— start of MATERIAL FOR THE TASK —

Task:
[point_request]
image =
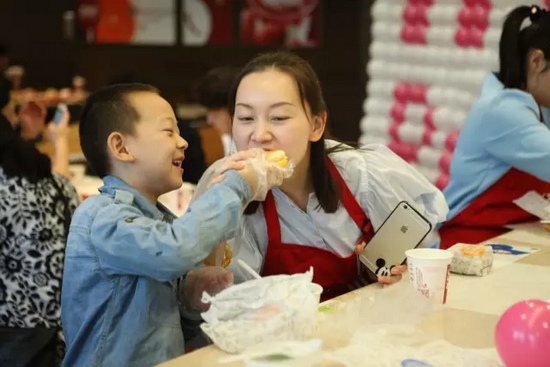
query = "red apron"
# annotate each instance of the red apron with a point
(487, 215)
(334, 273)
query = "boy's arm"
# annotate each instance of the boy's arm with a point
(126, 242)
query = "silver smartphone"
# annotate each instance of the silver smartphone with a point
(403, 230)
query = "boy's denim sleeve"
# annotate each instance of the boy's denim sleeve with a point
(126, 242)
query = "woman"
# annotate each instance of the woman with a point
(503, 151)
(337, 196)
(36, 205)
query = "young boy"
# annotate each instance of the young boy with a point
(118, 304)
(213, 93)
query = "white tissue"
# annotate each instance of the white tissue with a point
(270, 309)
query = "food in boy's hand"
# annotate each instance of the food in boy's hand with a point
(213, 258)
(279, 157)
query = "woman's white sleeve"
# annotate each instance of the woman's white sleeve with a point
(387, 180)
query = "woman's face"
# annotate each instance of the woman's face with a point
(538, 78)
(269, 114)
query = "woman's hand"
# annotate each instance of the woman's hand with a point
(59, 131)
(233, 162)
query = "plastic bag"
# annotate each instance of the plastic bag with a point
(270, 309)
(269, 173)
(471, 259)
(376, 330)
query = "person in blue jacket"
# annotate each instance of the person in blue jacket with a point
(503, 151)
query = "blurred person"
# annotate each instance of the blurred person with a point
(503, 150)
(213, 90)
(36, 205)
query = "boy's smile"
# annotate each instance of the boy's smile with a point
(155, 150)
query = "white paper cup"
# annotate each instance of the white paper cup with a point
(429, 272)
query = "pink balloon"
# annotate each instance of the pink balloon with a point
(441, 181)
(393, 131)
(429, 118)
(427, 137)
(461, 37)
(408, 33)
(400, 92)
(409, 15)
(522, 334)
(445, 162)
(480, 17)
(417, 93)
(450, 142)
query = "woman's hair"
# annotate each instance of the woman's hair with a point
(517, 42)
(325, 188)
(19, 158)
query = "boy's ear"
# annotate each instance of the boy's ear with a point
(117, 146)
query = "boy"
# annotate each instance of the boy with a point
(123, 250)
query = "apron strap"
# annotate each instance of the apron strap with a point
(272, 219)
(346, 197)
(350, 203)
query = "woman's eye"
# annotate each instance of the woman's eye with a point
(245, 119)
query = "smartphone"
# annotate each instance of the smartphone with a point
(403, 230)
(59, 113)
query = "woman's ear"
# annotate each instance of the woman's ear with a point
(117, 146)
(537, 61)
(319, 124)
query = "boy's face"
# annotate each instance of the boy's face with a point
(156, 149)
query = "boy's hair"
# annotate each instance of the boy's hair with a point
(107, 110)
(214, 87)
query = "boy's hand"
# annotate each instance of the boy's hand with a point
(233, 162)
(210, 279)
(260, 173)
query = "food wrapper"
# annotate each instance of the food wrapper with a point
(269, 309)
(382, 329)
(471, 259)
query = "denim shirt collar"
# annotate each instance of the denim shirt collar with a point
(119, 189)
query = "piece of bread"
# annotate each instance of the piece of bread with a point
(279, 157)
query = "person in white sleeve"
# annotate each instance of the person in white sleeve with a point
(337, 197)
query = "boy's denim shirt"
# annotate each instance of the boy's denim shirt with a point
(118, 304)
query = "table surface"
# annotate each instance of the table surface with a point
(474, 304)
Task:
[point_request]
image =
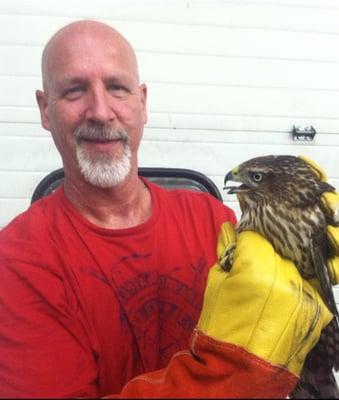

— end of MATERIAL FOR THE TASK —

*EXERCISE DIRECTIONS*
Which lines of the recorded data above contain the word "surface"? Collect every one of them and copy each line in full.

*CORRECT ANSWER*
query = "table surface"
# annotate each instance of the table surface with a point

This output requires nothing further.